Source document:
◆ ◆ ◆

Mayor of the town is Helmut Koch, chief officer is Andreas Sedlmayer.
In the municipal council there are 25 seats and the distribution of mandates after the municipal council election from March 6, 2005 is as follows:
ÖVP 16, SPÖ 8, Greens 1, other parties no seats.

=== Twin cities ===
Retz is twinned with the following cities:

- Rötz, Germany
- Hainburg, Germany
- Znojmo, Czech Republic

== Main sights==

=== Historical buildings ===
- Hauptplatz (main square) with Pranger (pillory), town hall, Verderberhaus and Sgraffitohaus. Beneath the Hauptplatz is the extensive wine cellar system
- Gatterburg castle
- Dominikanerkirche and monastery (Dominican church)
- Parish church Saint Stephen
- Windmill of Retz
- Calvary
- Military cemetery built in 1979 where all German soldiers who fell in the Weinviertel are buried together since then

=== Museums ===
- Fahrradmuseum (bicycle museum) at Gatterburg castle
- Retzer Erlebniskeller ("Adventure wine cellar"), one of the biggest cellar systems in Mitteleuropa
- Museum Retz (museum of local history and South Moravian gallery)

== Events ==
- Weintage ("Wine days") - annual, 10 days from Corpus Christi on
- Weinlesefest ("Grape harvest festival") - annual, Friday to Sunday on the last weekend of September
- Kürbisfest im Retzer Land ("Pumpkin festival") in the region around Retz

== Economy and infrastructure ==
Retz is a traditional trading city and is best known for its dealing in wines.

There are 206 non-agricultural workplaces as of 2001, and 315 agricultural workplaces as of 1999. The number of gainful persons is 1,709 according to the census of 2001. The activity rate was 42.08 percent.

=== Transportation ===
Retz has a station on the Nordwestbahn, with regular scheduled traffic to Vienna but also to Znojmo in Czech Republic.

=== Inhabitant growth ===
According to the 2001 census, Retz has 4,168 inhabitants. Back in 1991, there were 4,284 inhabitants, in 1981 4,333, and 4,927 inhabitants in 1971.

◆ ◆ ◆

Entries in the collection
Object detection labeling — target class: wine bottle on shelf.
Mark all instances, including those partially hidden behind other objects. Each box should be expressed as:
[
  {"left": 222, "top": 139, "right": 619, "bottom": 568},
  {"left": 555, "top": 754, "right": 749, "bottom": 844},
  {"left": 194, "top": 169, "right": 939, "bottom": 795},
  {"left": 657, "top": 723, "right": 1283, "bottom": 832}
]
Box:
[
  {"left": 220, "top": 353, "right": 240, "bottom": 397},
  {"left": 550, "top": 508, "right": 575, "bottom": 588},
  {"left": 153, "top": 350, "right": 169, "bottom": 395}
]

◆ ◆ ◆

What the task requires:
Render this sentence from the passage about Retz in Spanish: "Retz is a traditional trading city and is best known for its dealing in wines." Rely only on the passage about Retz, not on the items.

Problem solution:
Retz es una ciudad comercial tradicional y es conocida sobre todo por su comercio de vinos.